_TEXT SECTION:_

When the Jokes Make you Mad
NPR’s popular weekly news quiz show, “Wait, Wait… Don’t Tell Me!!” has never lacked fodder for poking fun at the ways of Washington and various presidential administrations, going back some 20 years to its start.
Most of its 6 million listeners, on air and via podcast, get a Saturday morning belly laugh from the segments that traffic in actual news of the week. And sometimes that news begs credulity to such an extent that it’s hard for panelists or contestants to pick what really happened from the decoys made up for the game.
But in today’s polarized political climate, cries of foul and anti-Trumpism in the show’s jokes have taken on an acerbic tone. And some listeners assert that the humor has a political agenda.
“I have been a listener for years, but just turned off the podcast in disgust – again,” wrote one complaining listener. “I always found the show clever and looked forward to it each weekend. Now I’m tired of Trump and Republican bashing at every opportunity.
“The show usually ends with the panel having zingers about Trump. I would not complain about the political humor if it were not so one-sided and arrogantly disdainful.”
An earlier complainant wrote, “I am not a President Donald J. Trump supporter nor did I vote for him”
He continued, “NPR, as with all MSM [mainstream media] outlets, are constantly bombarding the public with information presented in a manner intended to persuade the people to view the current President of the United States as incompetent, illegitimate, and unintelligent. This is otherwise known as agenda-driven journalism.”
When asked whether complaints about the show’s humor have risen since Trump was elected, Isabel Lara, NPR’s Senior Director of Media Relations, said NPR hadn’t noticed any overall increase in emails about the show.
She stressed that “Wait, Wait… Don’t Tell Me!” is not a news show. It’s “a comedy show that pokes fun at the news. Their goal is to make people laugh.”
There’s no liberal bias, she said. “The show’s only bias is towards jokes: What story (or angle on a story) will get them the best joke. As the show’s humor is based on the week’s news, whoever is in the headlines that week will get the most jokes, no matter what their political leanings are.”
With today’s cultural and political divisions so pronounced, should the joke itself be the end game?

_RECORDS:_
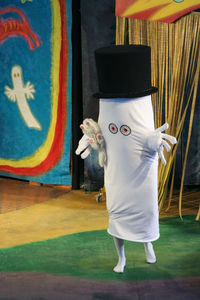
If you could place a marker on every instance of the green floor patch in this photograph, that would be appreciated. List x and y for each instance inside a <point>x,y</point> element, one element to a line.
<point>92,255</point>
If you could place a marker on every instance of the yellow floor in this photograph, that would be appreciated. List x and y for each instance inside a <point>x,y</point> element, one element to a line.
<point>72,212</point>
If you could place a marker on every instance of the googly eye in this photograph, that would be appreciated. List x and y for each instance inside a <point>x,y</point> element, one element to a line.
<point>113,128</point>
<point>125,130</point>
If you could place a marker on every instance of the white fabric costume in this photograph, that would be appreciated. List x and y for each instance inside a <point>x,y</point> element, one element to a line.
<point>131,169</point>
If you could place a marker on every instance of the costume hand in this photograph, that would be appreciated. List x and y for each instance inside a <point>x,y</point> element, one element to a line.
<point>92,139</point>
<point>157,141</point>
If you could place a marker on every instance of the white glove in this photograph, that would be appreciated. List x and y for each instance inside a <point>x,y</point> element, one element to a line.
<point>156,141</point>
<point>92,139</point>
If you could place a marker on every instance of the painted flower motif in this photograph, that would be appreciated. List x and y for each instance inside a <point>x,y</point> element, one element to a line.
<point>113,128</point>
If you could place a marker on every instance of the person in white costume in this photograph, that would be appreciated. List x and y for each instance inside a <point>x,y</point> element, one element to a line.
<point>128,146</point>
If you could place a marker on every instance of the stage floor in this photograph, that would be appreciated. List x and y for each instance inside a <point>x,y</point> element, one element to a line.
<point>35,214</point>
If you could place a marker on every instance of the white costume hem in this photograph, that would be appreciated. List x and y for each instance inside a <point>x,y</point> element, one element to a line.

--

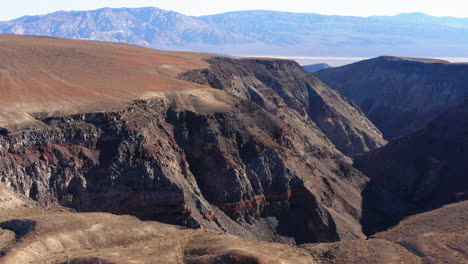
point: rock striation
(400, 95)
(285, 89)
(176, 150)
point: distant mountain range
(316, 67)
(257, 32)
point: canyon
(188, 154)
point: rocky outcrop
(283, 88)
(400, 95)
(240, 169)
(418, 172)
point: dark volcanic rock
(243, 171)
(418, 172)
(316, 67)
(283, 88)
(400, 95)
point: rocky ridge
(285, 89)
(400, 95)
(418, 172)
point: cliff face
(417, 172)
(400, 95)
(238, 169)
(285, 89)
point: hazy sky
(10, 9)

_USING THE INFORMATION:_
- 1) Using the article on the NPR quiz show, decide whether each statement agrees with it: (a) The show has 6 million listeners on air and via podcast. (b) NPR noticed an overall increase in emails about the show after Trump was elected. (c) Isabel Lara described the show as a news show. Answer yes or no for each and quote the words that decide it.
- 2) Return the part of the article on the NPR quiz show between "Most of its" and "at every opportunity.", inclusive, copied exactly.

_OUTPUTS BY TASK:_
- 1)
(a) Yes: "Most of its 6 million listeners, on air and via podcast"
(b) No: "NPR hadn’t noticed any overall increase in emails about the show"
(c) No: "is not a news show"

- 2)
Most of its 6 million listeners, on air and via podcast, get a Saturday morning belly laugh from the segments that traffic in actual news of the week. And sometimes that news begs credulity to such an extent that it’s hard for panelists or contestants to pick what really happened from the decoys made up for the game.
But in today’s polarized political climate, cries of foul and anti-Trumpism in the show’s jokes have taken on an acerbic tone. And some listeners assert that the humor has a political agenda.
“I have been a listener for years, but just turned off the podcast in disgust – again,” wrote one complaining listener. “I always found the show clever and looked forward to it each weekend. Now I’m tired of Trump and Republican bashing at every opportunity.